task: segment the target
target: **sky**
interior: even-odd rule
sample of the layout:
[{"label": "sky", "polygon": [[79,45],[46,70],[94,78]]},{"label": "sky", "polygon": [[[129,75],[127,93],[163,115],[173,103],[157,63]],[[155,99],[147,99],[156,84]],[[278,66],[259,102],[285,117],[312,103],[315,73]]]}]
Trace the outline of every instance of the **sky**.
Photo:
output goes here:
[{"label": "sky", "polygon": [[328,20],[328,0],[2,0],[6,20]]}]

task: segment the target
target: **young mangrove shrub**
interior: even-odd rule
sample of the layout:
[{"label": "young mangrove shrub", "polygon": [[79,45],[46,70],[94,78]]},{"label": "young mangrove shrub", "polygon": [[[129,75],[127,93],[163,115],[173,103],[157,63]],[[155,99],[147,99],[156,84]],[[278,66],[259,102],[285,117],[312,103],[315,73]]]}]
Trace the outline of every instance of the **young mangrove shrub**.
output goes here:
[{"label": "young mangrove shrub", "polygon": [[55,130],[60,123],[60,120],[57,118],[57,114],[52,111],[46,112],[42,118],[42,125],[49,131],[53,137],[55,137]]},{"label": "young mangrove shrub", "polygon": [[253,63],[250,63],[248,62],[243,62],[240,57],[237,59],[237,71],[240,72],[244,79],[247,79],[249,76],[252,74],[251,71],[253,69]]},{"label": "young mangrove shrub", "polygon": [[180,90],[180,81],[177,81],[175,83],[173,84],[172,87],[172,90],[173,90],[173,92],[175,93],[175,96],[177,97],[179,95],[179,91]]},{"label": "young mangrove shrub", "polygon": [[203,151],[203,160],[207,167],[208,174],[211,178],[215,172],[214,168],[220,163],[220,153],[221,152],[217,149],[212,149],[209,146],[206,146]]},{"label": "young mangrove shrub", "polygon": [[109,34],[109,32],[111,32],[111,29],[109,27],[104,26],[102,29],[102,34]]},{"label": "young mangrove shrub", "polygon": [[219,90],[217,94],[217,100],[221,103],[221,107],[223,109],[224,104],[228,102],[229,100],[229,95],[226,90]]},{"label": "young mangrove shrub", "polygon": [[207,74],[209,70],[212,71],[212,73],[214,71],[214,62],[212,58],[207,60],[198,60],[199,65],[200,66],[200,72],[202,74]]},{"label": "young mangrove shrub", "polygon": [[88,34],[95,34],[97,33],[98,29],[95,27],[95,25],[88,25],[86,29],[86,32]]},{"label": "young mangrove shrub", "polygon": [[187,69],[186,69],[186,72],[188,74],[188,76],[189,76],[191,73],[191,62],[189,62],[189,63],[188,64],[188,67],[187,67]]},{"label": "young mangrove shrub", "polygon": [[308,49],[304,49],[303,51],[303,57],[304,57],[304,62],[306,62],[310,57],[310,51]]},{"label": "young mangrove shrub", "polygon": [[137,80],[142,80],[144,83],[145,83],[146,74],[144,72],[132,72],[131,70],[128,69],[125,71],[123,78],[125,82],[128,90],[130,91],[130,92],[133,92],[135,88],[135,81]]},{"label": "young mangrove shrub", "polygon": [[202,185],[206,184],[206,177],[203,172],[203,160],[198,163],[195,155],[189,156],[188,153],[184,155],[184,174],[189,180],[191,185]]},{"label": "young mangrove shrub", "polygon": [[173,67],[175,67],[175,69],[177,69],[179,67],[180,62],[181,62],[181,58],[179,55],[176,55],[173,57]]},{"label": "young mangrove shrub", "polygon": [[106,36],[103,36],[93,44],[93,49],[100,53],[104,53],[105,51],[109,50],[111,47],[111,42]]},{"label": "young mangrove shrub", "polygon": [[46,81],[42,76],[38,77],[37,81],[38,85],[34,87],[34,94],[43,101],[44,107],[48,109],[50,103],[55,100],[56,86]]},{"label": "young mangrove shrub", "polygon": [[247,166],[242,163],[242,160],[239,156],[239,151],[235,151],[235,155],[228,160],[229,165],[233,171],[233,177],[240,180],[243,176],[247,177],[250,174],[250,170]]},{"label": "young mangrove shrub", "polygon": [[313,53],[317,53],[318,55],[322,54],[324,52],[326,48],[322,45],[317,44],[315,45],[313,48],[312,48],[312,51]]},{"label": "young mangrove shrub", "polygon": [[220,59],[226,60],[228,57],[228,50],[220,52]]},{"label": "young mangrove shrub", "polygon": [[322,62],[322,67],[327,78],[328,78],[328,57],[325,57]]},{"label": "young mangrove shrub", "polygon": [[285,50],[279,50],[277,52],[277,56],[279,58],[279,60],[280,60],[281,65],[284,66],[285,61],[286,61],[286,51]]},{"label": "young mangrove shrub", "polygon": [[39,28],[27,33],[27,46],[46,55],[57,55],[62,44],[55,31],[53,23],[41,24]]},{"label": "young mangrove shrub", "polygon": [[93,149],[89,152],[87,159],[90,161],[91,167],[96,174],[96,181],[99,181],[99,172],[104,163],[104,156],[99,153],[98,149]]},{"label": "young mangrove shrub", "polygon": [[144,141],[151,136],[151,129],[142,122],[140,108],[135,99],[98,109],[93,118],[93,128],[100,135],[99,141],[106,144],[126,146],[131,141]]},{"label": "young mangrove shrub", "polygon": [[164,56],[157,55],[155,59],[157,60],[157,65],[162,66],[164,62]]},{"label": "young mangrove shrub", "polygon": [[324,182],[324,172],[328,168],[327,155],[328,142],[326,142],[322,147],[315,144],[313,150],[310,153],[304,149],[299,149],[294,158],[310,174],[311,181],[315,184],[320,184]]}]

## [Do this]
From the rows above, extract every line that contains the word "outline". Case counts.

## [Written reply]
Trace the outline of every instance of the **sky**.
Trace the outline of every instance of the **young mangrove shrub**.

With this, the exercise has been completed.